§ **TASK STATEMENT**: Put the lines below into a numbered list, leaving out any blank lines.

§ **A block of data**:
=-=-=-=-=

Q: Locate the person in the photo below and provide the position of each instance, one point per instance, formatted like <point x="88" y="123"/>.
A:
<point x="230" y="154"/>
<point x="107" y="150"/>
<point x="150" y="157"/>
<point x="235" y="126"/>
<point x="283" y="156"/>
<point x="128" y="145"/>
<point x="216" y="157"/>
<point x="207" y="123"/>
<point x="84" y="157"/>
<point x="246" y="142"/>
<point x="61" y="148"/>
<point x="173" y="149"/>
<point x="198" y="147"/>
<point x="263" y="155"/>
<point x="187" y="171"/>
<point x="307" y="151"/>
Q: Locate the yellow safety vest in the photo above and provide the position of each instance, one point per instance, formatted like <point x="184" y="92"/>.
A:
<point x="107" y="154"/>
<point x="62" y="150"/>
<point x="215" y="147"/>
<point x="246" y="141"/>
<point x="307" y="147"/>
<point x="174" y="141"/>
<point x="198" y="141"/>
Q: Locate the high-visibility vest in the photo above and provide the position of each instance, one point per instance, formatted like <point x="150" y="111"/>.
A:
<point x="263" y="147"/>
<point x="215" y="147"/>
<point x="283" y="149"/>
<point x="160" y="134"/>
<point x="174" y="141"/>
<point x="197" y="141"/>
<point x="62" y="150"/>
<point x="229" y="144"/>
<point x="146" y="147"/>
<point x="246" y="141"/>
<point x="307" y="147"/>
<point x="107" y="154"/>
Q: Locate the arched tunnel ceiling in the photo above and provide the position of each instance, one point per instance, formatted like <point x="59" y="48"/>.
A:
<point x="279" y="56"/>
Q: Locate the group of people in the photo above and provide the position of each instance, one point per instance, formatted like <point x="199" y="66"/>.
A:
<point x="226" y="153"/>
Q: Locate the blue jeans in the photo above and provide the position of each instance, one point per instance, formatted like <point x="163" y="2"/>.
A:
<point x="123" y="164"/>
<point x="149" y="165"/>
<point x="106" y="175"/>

=-=-=-=-=

§ **EXPECTED ANSWER**:
1. Q: Locate the person in the photo below and provide the position of each instance, one point per instance, formatted like <point x="88" y="123"/>.
2. A:
3. <point x="230" y="154"/>
4. <point x="107" y="150"/>
5. <point x="150" y="157"/>
6. <point x="235" y="126"/>
7. <point x="283" y="156"/>
8. <point x="128" y="145"/>
9. <point x="216" y="157"/>
10. <point x="207" y="123"/>
11. <point x="84" y="157"/>
12. <point x="246" y="142"/>
13. <point x="61" y="148"/>
14. <point x="173" y="149"/>
15. <point x="198" y="147"/>
16. <point x="263" y="155"/>
17. <point x="187" y="171"/>
18. <point x="307" y="151"/>
19. Q: Locate the yellow safety vest in the photo above and provide the position of each instance, one point per instance, formatted like <point x="184" y="92"/>.
20. A:
21. <point x="107" y="154"/>
22. <point x="62" y="150"/>
23. <point x="215" y="147"/>
24. <point x="246" y="141"/>
25. <point x="307" y="147"/>
26. <point x="174" y="141"/>
27. <point x="198" y="141"/>
28. Q: Locate the high-visibility vest in the photo above and provide the position of each instance, one point per instance, formatted like <point x="150" y="111"/>.
29. A:
30. <point x="263" y="147"/>
31. <point x="215" y="147"/>
32. <point x="283" y="149"/>
33. <point x="160" y="134"/>
34. <point x="174" y="141"/>
35. <point x="197" y="141"/>
36. <point x="62" y="150"/>
37. <point x="229" y="144"/>
38. <point x="146" y="147"/>
39. <point x="246" y="141"/>
40. <point x="307" y="147"/>
41. <point x="107" y="154"/>
42. Q: Locate the arched tunnel ceiling in the photo above and provide the position of each instance, one point per instance, formatted like <point x="59" y="48"/>.
43. A:
44. <point x="279" y="56"/>
45. Q: Locate the group of people in the photo above and provide the position of each instance, one point per instance, formatted like <point x="199" y="66"/>.
46. A:
47. <point x="226" y="153"/>
48. Q: Locate the blue jeans in the photo above and provide the position of each instance, one point per instance, formatted like <point x="163" y="2"/>.
49. A:
50. <point x="123" y="164"/>
51. <point x="149" y="165"/>
52. <point x="106" y="175"/>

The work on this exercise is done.